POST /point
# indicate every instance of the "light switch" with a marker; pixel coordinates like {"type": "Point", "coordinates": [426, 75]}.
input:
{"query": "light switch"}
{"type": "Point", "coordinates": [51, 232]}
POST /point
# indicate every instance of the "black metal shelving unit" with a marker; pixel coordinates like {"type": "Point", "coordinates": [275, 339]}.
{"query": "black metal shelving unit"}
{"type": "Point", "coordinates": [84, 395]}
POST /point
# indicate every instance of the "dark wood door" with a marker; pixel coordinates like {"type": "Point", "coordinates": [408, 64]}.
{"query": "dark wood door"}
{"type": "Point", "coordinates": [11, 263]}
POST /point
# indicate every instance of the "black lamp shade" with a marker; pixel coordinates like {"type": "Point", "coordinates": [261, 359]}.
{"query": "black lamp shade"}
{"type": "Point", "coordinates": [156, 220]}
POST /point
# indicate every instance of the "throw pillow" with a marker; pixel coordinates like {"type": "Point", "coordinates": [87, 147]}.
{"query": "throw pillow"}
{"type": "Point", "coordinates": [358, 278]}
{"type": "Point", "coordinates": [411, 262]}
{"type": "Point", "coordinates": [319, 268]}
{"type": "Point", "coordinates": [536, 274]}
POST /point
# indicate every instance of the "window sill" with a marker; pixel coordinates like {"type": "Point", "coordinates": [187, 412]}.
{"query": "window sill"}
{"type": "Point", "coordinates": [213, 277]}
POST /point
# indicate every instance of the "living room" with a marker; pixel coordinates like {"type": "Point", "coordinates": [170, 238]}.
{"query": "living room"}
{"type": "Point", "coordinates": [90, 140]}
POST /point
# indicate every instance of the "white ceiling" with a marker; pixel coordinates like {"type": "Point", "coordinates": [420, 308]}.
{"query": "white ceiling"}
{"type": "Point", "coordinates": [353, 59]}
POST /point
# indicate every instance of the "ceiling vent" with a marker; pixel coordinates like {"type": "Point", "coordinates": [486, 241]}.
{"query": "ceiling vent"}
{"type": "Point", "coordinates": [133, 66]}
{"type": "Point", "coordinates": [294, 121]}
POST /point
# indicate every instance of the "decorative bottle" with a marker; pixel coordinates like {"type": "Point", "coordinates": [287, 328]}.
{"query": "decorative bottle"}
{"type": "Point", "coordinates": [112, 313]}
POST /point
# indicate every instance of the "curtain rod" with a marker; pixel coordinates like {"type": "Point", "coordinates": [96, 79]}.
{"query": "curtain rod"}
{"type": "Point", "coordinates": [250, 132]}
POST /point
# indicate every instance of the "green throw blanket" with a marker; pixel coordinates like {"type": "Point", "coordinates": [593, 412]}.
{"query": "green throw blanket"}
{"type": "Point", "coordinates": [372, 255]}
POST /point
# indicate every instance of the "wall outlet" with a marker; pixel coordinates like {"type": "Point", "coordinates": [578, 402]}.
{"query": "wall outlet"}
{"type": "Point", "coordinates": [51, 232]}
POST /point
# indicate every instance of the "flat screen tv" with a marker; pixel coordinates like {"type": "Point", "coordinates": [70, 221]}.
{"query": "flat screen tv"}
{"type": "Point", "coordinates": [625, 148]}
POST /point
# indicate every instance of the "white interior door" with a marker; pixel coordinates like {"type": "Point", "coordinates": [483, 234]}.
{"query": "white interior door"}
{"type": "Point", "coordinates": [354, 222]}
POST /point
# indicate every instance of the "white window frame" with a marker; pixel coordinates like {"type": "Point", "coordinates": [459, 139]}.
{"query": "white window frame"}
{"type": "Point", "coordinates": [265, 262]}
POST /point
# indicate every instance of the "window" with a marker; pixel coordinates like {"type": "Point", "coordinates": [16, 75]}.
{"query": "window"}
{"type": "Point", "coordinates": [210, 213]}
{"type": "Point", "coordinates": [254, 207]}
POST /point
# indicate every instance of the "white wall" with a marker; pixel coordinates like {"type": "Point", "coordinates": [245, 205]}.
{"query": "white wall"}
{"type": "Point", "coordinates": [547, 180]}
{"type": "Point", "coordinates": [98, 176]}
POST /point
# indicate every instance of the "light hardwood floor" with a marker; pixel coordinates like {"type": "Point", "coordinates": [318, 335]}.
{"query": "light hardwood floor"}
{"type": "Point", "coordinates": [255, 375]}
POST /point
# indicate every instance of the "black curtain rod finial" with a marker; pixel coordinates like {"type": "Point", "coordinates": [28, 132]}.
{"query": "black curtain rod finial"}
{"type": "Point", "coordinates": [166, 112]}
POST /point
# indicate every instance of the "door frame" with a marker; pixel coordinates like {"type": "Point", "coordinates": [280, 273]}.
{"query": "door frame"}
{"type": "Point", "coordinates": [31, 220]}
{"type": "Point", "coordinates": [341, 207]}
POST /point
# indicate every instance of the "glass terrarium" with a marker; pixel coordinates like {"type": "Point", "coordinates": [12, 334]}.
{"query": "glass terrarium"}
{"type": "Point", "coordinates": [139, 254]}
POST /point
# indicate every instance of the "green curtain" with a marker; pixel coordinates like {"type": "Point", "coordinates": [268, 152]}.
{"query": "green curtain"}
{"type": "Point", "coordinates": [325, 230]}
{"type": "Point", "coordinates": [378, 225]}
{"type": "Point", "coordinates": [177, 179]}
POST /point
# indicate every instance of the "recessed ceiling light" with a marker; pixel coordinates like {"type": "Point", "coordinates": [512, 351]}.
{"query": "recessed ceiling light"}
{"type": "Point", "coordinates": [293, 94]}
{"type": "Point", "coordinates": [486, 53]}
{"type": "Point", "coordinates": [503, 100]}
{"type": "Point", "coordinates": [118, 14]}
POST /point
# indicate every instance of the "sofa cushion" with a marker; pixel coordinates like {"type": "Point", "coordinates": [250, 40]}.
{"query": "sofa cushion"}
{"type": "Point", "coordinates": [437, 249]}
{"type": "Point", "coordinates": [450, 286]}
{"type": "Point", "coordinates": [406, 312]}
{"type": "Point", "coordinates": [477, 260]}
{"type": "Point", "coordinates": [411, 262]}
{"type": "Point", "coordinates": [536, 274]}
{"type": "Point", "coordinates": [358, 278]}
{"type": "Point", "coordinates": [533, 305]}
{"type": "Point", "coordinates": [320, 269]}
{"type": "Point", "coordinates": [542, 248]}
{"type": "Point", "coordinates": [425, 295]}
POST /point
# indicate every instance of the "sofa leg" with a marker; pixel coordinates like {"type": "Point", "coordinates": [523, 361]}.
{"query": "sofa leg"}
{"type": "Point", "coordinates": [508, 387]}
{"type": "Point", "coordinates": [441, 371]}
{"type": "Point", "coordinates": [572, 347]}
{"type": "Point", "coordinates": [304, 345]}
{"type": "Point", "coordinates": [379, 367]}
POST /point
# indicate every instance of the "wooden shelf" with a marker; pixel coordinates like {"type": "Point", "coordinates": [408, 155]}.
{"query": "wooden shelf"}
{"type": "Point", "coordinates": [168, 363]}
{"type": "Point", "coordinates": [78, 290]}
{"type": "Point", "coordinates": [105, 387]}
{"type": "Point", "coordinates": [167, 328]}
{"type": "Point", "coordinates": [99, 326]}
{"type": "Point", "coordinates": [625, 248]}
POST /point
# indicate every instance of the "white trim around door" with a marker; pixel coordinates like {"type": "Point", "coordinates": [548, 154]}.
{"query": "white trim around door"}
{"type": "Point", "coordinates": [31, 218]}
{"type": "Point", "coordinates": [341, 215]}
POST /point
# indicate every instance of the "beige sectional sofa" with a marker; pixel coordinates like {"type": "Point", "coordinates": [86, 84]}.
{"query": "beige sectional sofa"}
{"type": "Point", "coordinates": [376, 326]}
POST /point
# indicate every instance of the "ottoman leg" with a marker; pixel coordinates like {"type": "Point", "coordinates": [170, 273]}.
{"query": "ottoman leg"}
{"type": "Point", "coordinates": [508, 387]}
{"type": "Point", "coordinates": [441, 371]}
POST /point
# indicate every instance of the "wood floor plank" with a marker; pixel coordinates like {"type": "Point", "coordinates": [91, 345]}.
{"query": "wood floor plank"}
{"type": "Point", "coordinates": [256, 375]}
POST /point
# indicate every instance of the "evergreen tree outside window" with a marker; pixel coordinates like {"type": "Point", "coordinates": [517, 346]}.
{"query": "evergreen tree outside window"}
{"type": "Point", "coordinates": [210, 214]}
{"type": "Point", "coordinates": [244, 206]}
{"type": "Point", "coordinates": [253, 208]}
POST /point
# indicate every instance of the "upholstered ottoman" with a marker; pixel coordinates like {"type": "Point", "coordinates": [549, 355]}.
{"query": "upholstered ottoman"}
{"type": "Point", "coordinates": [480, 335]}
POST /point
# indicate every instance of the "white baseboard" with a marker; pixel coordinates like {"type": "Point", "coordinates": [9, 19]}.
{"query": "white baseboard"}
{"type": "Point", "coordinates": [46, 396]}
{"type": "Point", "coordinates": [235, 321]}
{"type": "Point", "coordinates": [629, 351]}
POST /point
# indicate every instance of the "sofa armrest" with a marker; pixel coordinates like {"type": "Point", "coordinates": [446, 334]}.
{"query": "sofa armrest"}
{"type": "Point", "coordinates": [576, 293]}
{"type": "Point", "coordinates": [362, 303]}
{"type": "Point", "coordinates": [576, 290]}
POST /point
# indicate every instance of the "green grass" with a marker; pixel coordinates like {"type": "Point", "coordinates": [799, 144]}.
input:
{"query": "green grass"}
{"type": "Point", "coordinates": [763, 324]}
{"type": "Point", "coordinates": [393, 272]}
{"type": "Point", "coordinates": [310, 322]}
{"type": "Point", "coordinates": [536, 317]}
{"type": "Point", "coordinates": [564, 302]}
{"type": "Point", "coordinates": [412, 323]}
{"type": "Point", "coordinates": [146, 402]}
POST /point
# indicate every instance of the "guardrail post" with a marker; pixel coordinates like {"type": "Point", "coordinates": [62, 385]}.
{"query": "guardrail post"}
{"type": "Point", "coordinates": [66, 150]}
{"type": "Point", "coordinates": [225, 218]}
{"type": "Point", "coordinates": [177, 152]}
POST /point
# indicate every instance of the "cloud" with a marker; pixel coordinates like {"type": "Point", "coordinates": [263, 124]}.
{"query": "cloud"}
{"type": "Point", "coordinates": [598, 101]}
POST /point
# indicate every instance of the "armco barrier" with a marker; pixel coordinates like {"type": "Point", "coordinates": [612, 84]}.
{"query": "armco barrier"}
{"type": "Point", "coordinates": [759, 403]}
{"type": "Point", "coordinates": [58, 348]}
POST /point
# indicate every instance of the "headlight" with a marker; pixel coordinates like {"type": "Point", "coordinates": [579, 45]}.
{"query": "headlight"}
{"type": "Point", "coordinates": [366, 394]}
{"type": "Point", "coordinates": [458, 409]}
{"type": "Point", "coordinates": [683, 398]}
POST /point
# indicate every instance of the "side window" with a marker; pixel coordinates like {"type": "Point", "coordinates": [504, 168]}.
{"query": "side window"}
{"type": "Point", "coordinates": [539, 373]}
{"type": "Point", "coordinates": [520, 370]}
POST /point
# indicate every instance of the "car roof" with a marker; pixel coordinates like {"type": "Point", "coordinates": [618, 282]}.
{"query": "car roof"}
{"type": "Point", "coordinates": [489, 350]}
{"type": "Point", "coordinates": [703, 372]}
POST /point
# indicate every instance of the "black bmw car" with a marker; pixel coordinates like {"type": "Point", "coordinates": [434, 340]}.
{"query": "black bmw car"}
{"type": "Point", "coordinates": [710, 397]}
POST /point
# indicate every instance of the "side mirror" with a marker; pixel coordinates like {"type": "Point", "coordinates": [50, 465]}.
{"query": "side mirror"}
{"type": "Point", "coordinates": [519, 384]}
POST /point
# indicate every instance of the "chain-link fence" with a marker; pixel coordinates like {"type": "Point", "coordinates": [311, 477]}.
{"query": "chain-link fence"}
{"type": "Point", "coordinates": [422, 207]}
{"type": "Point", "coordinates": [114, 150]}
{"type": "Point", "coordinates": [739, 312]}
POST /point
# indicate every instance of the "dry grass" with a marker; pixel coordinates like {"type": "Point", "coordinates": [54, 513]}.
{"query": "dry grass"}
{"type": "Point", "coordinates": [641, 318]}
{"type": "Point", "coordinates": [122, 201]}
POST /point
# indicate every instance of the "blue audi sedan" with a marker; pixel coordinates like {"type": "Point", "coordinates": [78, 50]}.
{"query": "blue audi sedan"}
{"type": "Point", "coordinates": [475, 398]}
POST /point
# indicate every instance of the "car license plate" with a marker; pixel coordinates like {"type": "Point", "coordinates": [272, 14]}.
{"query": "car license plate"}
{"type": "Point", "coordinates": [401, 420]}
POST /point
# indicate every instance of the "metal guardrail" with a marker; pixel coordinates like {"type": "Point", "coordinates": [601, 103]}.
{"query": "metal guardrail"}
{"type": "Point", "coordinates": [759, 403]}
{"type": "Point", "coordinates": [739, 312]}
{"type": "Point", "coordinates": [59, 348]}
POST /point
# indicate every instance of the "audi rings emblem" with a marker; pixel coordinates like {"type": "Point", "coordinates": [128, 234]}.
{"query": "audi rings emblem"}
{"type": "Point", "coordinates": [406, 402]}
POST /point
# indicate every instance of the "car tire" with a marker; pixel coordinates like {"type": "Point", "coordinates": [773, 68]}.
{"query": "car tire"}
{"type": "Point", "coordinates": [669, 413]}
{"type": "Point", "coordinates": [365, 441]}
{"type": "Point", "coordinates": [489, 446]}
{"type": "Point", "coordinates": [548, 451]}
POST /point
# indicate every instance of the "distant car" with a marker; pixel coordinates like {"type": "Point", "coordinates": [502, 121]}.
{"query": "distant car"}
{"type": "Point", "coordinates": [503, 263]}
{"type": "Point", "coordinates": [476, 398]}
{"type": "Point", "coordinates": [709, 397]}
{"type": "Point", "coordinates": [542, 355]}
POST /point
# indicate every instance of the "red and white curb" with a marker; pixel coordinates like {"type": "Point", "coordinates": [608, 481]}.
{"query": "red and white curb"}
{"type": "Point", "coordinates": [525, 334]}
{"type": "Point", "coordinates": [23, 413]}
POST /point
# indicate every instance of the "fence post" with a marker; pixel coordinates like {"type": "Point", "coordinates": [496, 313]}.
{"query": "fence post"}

-=-=-

> What is expected
Tally the lines of the records that contain the string "unit", and give only the number.

> Completed task
2